- [WHAT YOU NEED TO DO] Please write out every entry below exactly, leaving out any pictures.

- [Collection entries]
--
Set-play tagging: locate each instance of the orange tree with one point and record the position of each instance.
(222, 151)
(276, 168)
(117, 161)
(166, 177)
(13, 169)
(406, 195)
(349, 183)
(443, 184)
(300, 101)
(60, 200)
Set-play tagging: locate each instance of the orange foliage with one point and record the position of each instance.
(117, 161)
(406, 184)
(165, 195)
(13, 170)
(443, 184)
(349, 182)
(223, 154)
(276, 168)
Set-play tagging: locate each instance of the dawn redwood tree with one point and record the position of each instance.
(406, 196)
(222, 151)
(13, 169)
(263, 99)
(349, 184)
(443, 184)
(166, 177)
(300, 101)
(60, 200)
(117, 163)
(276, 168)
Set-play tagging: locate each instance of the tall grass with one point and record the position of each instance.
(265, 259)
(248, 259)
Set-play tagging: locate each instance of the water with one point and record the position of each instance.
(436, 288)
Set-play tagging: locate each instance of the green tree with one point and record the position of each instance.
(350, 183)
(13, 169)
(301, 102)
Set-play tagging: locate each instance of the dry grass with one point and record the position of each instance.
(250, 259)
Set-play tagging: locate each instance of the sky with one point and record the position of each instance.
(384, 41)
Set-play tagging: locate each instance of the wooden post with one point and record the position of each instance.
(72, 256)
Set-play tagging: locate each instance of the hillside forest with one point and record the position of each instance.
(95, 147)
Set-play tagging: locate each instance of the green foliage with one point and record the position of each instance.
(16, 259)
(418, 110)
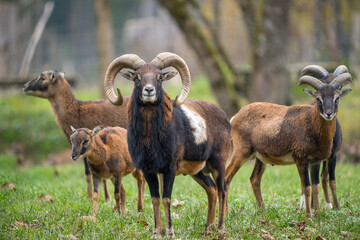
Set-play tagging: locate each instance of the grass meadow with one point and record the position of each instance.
(47, 202)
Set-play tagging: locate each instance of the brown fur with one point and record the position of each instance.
(111, 160)
(71, 112)
(272, 131)
(206, 153)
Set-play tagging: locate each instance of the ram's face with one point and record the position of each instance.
(328, 99)
(80, 142)
(44, 85)
(148, 82)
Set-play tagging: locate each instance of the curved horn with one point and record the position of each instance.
(341, 80)
(340, 69)
(167, 59)
(316, 70)
(312, 81)
(132, 61)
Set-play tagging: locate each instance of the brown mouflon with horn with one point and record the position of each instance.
(328, 170)
(281, 135)
(69, 111)
(169, 138)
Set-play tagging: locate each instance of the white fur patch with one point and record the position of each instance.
(328, 206)
(231, 119)
(302, 201)
(197, 123)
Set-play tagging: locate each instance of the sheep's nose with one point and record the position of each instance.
(328, 113)
(149, 89)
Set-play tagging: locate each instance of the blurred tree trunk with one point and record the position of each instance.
(213, 62)
(105, 38)
(270, 78)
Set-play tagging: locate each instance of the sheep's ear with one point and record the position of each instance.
(54, 76)
(128, 74)
(310, 92)
(73, 129)
(168, 75)
(95, 131)
(345, 92)
(61, 74)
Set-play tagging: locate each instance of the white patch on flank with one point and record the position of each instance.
(197, 123)
(302, 201)
(328, 206)
(231, 119)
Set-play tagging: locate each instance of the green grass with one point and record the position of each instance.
(25, 217)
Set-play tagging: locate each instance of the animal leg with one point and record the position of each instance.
(106, 191)
(331, 167)
(314, 171)
(208, 184)
(88, 179)
(236, 161)
(123, 199)
(324, 184)
(153, 182)
(119, 194)
(97, 185)
(141, 188)
(303, 170)
(217, 163)
(168, 183)
(255, 180)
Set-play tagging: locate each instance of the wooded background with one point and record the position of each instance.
(249, 50)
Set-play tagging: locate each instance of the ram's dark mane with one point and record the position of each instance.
(147, 154)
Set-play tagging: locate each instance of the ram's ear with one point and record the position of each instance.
(168, 75)
(61, 74)
(72, 129)
(96, 130)
(54, 76)
(128, 74)
(310, 92)
(345, 92)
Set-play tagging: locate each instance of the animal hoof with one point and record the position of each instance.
(329, 206)
(88, 218)
(302, 201)
(210, 228)
(157, 234)
(170, 233)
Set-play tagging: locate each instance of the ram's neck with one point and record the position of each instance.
(64, 105)
(96, 153)
(148, 121)
(324, 129)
--
- [WRITTEN ANSWER]
Set-play tagging: locate each instance of the orange tree with one point and record the position of each instance.
(222, 151)
(276, 168)
(117, 161)
(166, 177)
(13, 169)
(406, 195)
(349, 183)
(443, 184)
(300, 101)
(60, 200)
Set-play tagging: locate each instance of the orange foliage with one point and record the position of each instance.
(117, 161)
(406, 184)
(165, 195)
(13, 170)
(443, 184)
(349, 182)
(223, 154)
(276, 168)
Set-play tagging: locate each instance of the dawn redwood tree with one point and record the position of each instance.
(406, 196)
(222, 151)
(13, 169)
(263, 99)
(349, 184)
(443, 184)
(166, 177)
(300, 101)
(60, 200)
(117, 163)
(276, 168)
Set-play tagging: locate each instance of the tall grass with one point and record the position of each instance.
(265, 259)
(248, 259)
Set-play tagging: locate each instance of the water with one point and record the position of each instance.
(436, 288)
Set-play tagging: locate each instance of the green tree with one point and record the position of each instance.
(350, 183)
(13, 169)
(301, 102)
Set-play tagging: locate each instance of the dry grass with one point and record the position of each instance.
(250, 259)
Set-play tagging: locate each instance of the sky with one point and record the position of each instance.
(384, 41)
Set-play tagging: locate each instance of the wooden post with one point and record the position of each instance.
(72, 256)
Set-play tagging: locate each instance of the hillside forest with one point and record the position of each instance.
(95, 147)
Set-play tagging: locate each instance of the green foliage with one point and record the position of each instance.
(16, 259)
(418, 110)
Set-play tagging: locate each instance of the grass meadow with one point and record the position of each instance.
(47, 202)
Set-play tagging: locate each instance of the brown fur with one point and record the position of each instance.
(111, 160)
(71, 112)
(272, 131)
(206, 153)
Set-play tagging: locate each instance of the ram's face with one point and record the position of each instance.
(328, 99)
(80, 142)
(44, 85)
(148, 82)
Set-play tagging: locate each instance of the curved horn with one point and record the position of each instance.
(341, 80)
(340, 69)
(167, 59)
(316, 70)
(312, 81)
(132, 61)
Set-play tagging: locate each instance of the brown mouflon with horn with one point and record the position of each instance.
(328, 170)
(281, 135)
(69, 111)
(169, 138)
Set-play tagging: locate each instance of the white fur patch with one point and record the position of each instance.
(328, 206)
(231, 119)
(302, 201)
(197, 123)
Set-play tagging: locate each instance of the sheep's nose with one point and record the position of each instance.
(328, 113)
(149, 89)
Set-play tagging: locate each instance of the blurred tree trunk with one point and record the position of each instance.
(213, 62)
(105, 38)
(270, 78)
Set-play tagging: locate each instance of the sheep's ear with one point and record the position of each instance.
(54, 76)
(128, 74)
(310, 92)
(73, 129)
(168, 75)
(95, 131)
(345, 92)
(61, 74)
Set-play tagging: locate each instance of the white patch on flank with one point and record the position of each instance.
(197, 123)
(302, 201)
(328, 206)
(231, 119)
Set-play tagging: locate each instance of the green grass with one point and record the position of each instance.
(25, 217)
Set-play tagging: locate each instance of the animal leg with one point and record the position of each instance.
(106, 191)
(331, 167)
(314, 171)
(208, 184)
(88, 179)
(236, 161)
(123, 199)
(324, 184)
(153, 182)
(119, 194)
(97, 185)
(141, 188)
(303, 170)
(217, 163)
(168, 183)
(255, 180)
Set-play tagging: locate each instance of the wooded background with one point and record the position of each instance.
(249, 50)
Set-play tagging: locate each instance of the ram's dark mane with one point and record the position of each instance.
(147, 154)
Set-play tagging: locate each instance of the ram's ear with one point and record the position of each instance.
(168, 75)
(61, 74)
(72, 129)
(96, 130)
(54, 76)
(128, 74)
(310, 92)
(345, 92)
Set-play tagging: locate each instance of the animal hoof with one point and record the position of each instance.
(329, 206)
(88, 218)
(302, 201)
(210, 228)
(157, 234)
(170, 233)
Set-play tagging: locate each instance of the ram's neck with one point and record the position of each instance.
(64, 105)
(96, 153)
(148, 121)
(324, 129)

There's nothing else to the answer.